Tasks:
- 1) According to the Darfur peacekeeping article, which helicopters does the international force still lack?
- 2) Pick up the Darfur peacekeeping article after its final sentence and continue it.
** Text section follows **
Darfur force chief: World can’t mobilise helicopters?
November 29, 2007 (KHARTOUM) — The head of the UN peacekeeping force in Sudan’s Darfur region has highlighted an urgent need for helicopters, saying the global community must donate them or the entire mission must be reviewed.
The international force, set to number 26,000, will formally replace a small African Union mission on January 1, but still lacks six combat and 18 transport helicopters, vital to operate in a war-torn Sudanese area the size of Texas.
“It’s true we are in a very difficult logistics situation,” Rodolphe Adada told AFP in an interview in Khartoum, five weeks before the new joint AU-UN force is supposed to start protecting civilians.
Congolese politician Adada is AU-UN special representative to Darfur, where war between poor black tribes and government-backed Arabs has left more than 200,000 people dead from fighting, famine and disease since 2003.
Another 2.2 million have been displaced in what the United Nations has called the biggest humanitarian crisis facing the world today.
“The international community has got its back to the wall and some are asking ‘really is it impossible for the entire international community to mobilise 24 helicopters,'” said Adada, who also heads the outgoing AU force.
“There was an offer from Jordan but … it was withdrawn. For the moment no other country (has come forward), which is astonishing,” he said.
On Tuesday, the head of UN peacekeeping, Jean-Marie Guehenno, complained that Sudanese government red tape and lack of resources are delaying the deployment of the peacekeepers, but Adada appears more concerned about the helicopters.
“The helicopter problem is a big concern. If we are not sure of getting the helicopters, if we are sure there will not be helicopters, everything needs to be reviewed, the entire strategy has to be reviewed,” he said.
“We have a board of offers and when we look at the board, we don’t see anything. Yet this equipment is absolutely vital to the mission. How can it work if we see a few battalions but no one committing helicopters,” asked Adada.
He said air transport and cover were vital to support the troops set to deploy across the vast terrain with limited roads.
** End of Text section **
** Data provided follows **
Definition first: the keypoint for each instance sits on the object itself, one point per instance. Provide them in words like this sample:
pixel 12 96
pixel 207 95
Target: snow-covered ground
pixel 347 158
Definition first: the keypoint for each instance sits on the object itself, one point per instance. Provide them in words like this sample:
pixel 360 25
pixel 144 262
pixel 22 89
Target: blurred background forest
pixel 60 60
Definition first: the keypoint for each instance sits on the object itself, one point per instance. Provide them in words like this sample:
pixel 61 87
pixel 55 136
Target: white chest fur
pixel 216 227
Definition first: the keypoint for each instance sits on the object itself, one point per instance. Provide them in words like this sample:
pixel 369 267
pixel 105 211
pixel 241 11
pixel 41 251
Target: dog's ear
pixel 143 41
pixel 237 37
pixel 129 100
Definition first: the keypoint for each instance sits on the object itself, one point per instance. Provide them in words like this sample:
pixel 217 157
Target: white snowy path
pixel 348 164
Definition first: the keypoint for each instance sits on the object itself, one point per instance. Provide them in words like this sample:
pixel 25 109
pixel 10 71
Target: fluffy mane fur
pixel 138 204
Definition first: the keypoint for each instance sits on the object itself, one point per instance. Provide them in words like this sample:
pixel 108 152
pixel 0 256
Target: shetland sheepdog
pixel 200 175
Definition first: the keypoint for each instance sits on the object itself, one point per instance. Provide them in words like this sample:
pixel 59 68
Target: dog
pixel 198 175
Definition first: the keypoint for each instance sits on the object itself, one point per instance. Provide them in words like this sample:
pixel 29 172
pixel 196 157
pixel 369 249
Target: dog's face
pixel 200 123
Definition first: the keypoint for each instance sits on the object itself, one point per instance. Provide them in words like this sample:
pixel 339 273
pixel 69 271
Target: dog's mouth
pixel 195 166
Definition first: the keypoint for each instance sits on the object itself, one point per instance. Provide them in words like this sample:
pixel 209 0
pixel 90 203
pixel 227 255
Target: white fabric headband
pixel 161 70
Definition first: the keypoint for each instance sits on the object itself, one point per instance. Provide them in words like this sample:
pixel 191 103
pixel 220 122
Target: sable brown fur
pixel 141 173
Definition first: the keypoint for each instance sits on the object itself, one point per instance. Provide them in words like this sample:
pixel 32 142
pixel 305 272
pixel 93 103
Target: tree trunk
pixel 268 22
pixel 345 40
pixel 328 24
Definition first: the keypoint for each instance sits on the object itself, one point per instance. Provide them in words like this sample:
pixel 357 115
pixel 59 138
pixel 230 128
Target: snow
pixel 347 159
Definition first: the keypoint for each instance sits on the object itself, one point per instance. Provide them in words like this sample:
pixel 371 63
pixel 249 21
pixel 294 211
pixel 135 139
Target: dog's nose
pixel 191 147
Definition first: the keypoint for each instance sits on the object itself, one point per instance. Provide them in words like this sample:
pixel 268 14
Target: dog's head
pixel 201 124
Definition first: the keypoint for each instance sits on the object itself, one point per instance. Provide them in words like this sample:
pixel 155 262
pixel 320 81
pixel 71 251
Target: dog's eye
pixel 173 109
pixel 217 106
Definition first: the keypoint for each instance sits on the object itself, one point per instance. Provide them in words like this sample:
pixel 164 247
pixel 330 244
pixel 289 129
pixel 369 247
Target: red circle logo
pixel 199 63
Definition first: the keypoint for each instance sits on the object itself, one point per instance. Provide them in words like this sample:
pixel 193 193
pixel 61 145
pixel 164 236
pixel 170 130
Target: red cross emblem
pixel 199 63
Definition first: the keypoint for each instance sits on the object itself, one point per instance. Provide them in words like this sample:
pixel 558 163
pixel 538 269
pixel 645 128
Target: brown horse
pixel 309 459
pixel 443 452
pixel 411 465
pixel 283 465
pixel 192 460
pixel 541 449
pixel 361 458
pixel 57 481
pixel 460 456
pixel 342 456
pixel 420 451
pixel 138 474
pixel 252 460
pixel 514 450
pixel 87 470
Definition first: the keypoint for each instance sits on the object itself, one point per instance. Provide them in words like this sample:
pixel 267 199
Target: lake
** End of Data provided **
Results of the exercise:
- 1) Six combat and 18 transport helicopters.

- 2)
Meanwhile, Sudan expert Eric Reeves deplored the “beleagured response of European, Western hemisphere and international military capable countries to provide these 24 transport and tactical helicopters.
“It is a scandal. This mission is in jeopardy in significant measure because those nations will not do what is necessary,” said Reeves, of Smith College, Massachusetts.
“What does it say of the UN if it cannot solicit successfully 15 months after the initial resolution to protect civilians in Darfur,” asked Reeves alluding to the embarrassment that failure could bring the United Nations.
The government in Khartoum, which has been accused of fanning the nearly five-year conflict in Darfur, has refused to accept contingents from Scandinavia, Thailand and Nepal as part of the majority African force.
Despite admitting to “frictions”, Adada said talks were ongoing over the make-up of the force, over 70 percent of which would be African.
Nonetheless, the hybrid force would cope as best it could when it takes over from the poorly equipped 7,000 AU troops.
“But to achieve its full power and full capacity, this mission needs everything as planned. On January 2, we will not have 26,000 men but we will begin and if we have the helicopters on January 3 so much the better.”
“It’s a process and we will begin and perhaps by the middle of next year we will have a significant force,” Adada said.